▶ DIRECTIONS:
A. Format the entries as a numbered list, from the line containing "Annotate the fog" through the last line of the entries, leaving out blank lines.
B. Resume the article about the Air Force tanker contract with Boeing, continuing after its last sentence.

═══ PASSAGE TO READ

In a letter to Mr. Wolfowitz on Tuesday, Senator McCain expressed concern that Dr. Sambur was preparing to sign the contract as early as Nov. 26. Aides to Senator McCain said on Friday that the senator had received information that was subsequently authenticated by Dr. Sambur.

An initial plan supported by both Boeing and the Air Force called for the government to lease all 100 planes from the company, a plan that both saw as advantageous for budgeting reasons but that the General Accounting Office and other critics said would add billions of dollars to the cost. Under a compromise authorized by Congress and signed into law by President Bush on Nov. 24, the Air Force is to lease 20 of the plans and buy up to 80 more, but critics including Senator McCain still say a better, cheaper option would be to rebuild existing tanker aircraft.

Mr. Wolfowitz has asked the Pentagon auditors to determine whether the apparent improprieties provide any reason that the $20 billion contract should not go forward. But at Boeing, a senior executive said this week that he feared the deal would now almost certainly be scuttled or opened to renegotiation. Boeing officials said this week that they were still committed to the tanker deal.

══════
═══ RECORDS FOR THIS EXERCISE

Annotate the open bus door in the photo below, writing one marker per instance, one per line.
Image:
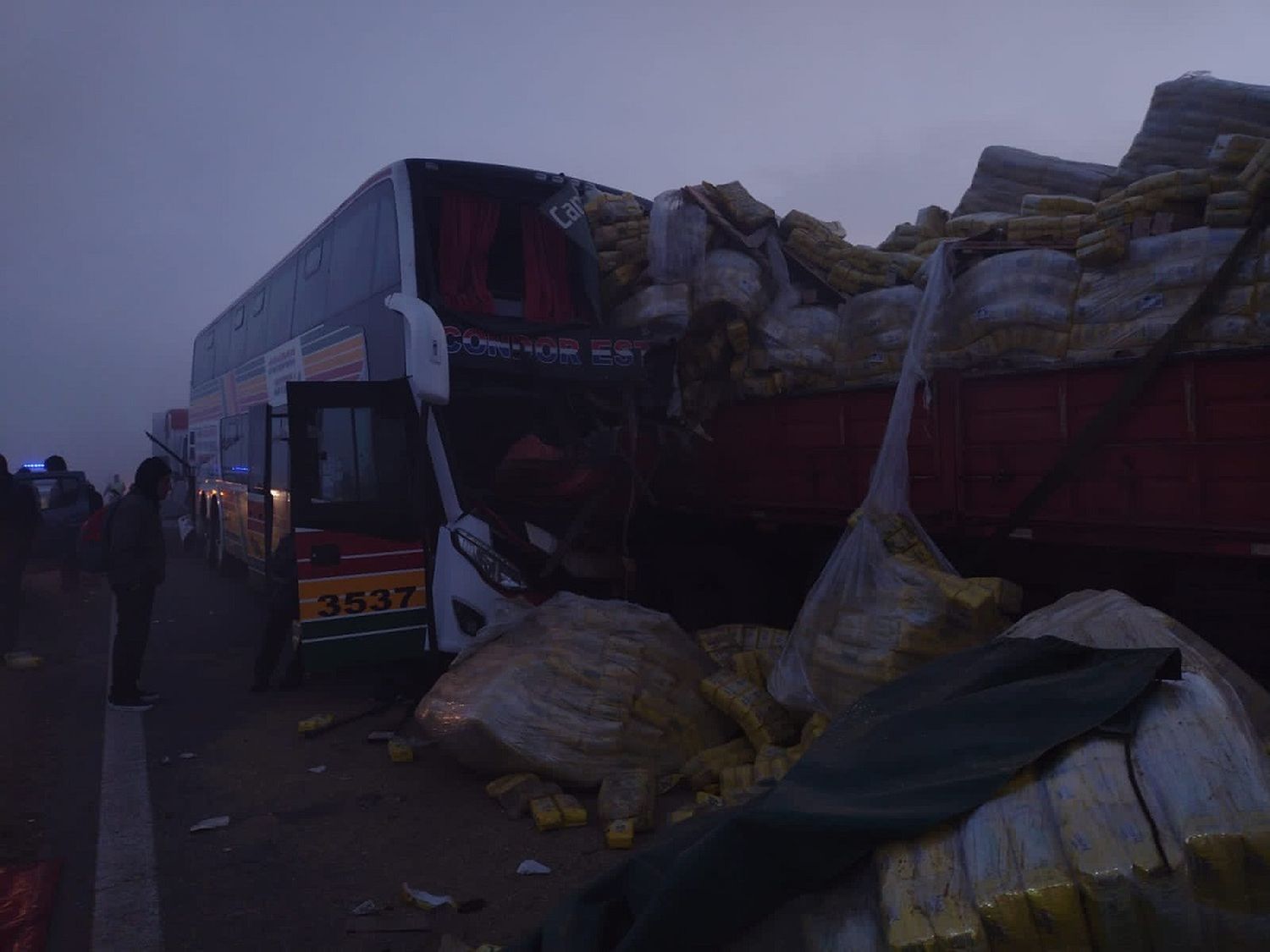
(357, 512)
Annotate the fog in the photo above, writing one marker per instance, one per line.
(159, 157)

══════

▶ TASK RESPONSES:
A.
1. Annotate the fog in the photo above, writing one marker per instance, one per line.
2. (159, 157)

B.
The story of the tanker deal, in which months of aggressive lobbying by Boeing and the Air Force overrode opposition and won approval from the Pentagon and Congress, has cast new light on a revolving-door world in which lines between government and contractors appear to have been blurred.

And some of the newly released documents provided by Senator McCain's office on Friday raised new questions about whether the Air Force overreached in providing assistance to Boeing.

"Please treat this as sensitive," Dr. Sambur said in an April 24 e-mail message to Mr. Albaugh in which he had forwarded internal correspondence sent to him about the tanker deal by Mr. Wynne, in which Mr. Wynne laid out what he portrayed as "our current strategy" to win "a simple price reduction" from Boeing.

The role played by Ms. Druyun has been the main focus of investigators looking into accusations of impropriety in the deal. But in Boeing's campaign to win support for the deal, which it saw as vital to its future, the company also appears to have enlisted other former Pentagon and Congressional officials, including some who had high-level contacts within the Bush administration and on Capitol Hill.

Among those who promoted the tanker deal were Richard N. Perle, a top Pentagon adviser who is a member of the Defense Policy Board. Mr. Perle also runs an investment firm in which Boeing invested $20 million last year, and he co-wrote an op-ed article in The Wall Street Journal in August arguing in favor of a deal in which the Air Force would have leased all 100 tanker aircraft from Boeing.

In the article, Mr. Perle and Thomas Donnelly, who both serve on the board of the American Enterprise Institute, a conservative research and advocacy group, wrote that a "special government green-eyeshade mentality" was holding up deal crucial to the Air Force.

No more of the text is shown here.